Prompt
Locate the word "rock" in the entries below, then gather every line that holds it.

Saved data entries
*** Block opens ***

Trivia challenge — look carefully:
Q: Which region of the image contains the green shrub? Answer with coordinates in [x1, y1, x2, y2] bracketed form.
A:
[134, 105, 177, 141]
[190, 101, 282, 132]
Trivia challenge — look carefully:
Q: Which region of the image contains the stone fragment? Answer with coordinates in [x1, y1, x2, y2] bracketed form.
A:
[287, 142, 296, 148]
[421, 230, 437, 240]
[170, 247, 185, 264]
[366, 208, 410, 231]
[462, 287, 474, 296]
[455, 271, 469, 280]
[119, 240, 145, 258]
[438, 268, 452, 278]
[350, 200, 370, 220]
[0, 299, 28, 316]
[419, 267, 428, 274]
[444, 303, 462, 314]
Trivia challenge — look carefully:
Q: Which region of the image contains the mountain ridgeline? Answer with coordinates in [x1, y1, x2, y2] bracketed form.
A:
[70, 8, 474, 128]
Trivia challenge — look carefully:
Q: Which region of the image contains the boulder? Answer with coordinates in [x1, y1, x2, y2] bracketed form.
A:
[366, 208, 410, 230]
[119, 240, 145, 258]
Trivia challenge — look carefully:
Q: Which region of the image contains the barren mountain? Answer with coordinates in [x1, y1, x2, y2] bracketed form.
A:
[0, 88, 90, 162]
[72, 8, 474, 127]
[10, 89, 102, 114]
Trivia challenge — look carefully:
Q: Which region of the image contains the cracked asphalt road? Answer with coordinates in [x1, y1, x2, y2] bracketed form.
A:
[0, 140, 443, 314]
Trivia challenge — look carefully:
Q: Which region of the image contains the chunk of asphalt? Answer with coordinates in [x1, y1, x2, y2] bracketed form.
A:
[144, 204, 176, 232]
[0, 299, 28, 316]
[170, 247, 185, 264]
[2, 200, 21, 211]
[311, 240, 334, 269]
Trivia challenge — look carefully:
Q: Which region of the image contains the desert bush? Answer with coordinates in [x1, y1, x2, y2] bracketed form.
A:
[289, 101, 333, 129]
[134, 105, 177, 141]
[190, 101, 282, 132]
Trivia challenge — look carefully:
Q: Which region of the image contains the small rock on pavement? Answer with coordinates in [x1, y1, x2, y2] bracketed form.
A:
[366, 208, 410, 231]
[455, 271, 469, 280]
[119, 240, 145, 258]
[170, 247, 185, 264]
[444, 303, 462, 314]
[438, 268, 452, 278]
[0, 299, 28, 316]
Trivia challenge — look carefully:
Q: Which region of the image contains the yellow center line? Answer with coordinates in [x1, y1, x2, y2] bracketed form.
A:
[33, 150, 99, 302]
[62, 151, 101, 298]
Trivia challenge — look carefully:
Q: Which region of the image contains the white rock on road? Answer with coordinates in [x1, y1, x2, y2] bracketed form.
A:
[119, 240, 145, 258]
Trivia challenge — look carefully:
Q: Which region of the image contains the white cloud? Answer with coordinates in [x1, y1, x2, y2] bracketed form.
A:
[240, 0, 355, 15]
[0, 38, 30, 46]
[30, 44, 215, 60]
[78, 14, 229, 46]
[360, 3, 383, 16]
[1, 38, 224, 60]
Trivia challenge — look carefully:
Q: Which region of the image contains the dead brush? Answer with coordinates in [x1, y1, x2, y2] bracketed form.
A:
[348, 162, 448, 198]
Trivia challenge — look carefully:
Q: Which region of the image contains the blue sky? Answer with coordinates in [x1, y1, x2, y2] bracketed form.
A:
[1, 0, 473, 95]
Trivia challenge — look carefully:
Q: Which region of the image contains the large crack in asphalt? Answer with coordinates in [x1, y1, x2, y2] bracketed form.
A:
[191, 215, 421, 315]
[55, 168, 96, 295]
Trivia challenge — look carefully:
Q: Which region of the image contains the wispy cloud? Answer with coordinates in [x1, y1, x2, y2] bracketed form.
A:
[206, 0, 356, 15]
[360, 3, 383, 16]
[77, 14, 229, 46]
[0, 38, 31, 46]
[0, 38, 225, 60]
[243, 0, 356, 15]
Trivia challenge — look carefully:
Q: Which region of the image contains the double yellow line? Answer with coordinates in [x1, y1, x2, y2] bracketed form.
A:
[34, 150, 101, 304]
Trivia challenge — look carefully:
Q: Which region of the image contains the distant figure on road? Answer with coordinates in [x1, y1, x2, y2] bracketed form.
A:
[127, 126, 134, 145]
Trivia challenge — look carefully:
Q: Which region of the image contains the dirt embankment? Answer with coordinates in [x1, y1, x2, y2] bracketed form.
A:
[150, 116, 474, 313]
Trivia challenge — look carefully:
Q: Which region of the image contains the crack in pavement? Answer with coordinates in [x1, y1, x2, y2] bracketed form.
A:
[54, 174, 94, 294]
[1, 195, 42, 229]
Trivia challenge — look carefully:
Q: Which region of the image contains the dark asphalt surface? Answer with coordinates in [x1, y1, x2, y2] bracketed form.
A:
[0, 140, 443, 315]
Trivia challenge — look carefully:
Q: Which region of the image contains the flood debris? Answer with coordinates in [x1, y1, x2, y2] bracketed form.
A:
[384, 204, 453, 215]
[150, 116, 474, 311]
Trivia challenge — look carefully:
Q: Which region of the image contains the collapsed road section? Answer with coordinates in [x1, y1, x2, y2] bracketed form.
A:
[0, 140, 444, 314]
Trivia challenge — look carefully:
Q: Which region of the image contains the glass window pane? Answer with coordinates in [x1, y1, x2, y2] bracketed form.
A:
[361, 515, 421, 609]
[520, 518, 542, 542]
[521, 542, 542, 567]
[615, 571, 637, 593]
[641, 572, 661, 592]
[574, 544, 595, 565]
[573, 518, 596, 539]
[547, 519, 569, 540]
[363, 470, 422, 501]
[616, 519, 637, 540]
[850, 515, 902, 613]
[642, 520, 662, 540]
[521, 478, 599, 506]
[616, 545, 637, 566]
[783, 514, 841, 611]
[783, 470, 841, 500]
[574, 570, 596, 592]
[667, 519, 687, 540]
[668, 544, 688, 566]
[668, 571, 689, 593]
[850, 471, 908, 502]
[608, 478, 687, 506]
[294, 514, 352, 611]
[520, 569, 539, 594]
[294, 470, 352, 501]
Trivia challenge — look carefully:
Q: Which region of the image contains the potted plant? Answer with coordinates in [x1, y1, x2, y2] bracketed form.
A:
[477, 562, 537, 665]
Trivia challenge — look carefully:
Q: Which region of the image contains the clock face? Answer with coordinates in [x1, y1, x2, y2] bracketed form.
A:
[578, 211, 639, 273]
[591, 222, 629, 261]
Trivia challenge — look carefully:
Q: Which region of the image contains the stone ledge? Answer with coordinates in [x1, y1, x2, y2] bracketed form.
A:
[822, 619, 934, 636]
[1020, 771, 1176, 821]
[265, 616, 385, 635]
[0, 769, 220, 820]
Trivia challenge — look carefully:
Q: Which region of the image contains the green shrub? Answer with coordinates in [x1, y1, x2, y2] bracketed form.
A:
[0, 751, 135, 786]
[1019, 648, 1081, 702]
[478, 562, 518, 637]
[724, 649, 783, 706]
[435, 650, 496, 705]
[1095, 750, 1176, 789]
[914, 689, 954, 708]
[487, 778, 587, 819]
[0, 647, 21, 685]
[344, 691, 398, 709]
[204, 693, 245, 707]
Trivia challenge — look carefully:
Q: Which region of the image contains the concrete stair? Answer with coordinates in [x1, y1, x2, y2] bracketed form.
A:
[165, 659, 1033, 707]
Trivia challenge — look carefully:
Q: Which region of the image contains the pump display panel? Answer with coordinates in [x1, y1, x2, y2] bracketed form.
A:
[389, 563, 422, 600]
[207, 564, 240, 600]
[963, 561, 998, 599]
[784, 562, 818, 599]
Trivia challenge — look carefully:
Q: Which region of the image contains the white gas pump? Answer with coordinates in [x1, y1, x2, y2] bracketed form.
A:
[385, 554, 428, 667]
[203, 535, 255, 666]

*** Block closes ***

Result of the exercise
Q: Which region of the image contains the small rock on pavement? Answer with coordinates in [x1, y1, x2, y2] bracketed form.
Q: Which region of the image contains the white rock on road? Answer with coordinates in [x1, y1, x2, y2] bracketed form.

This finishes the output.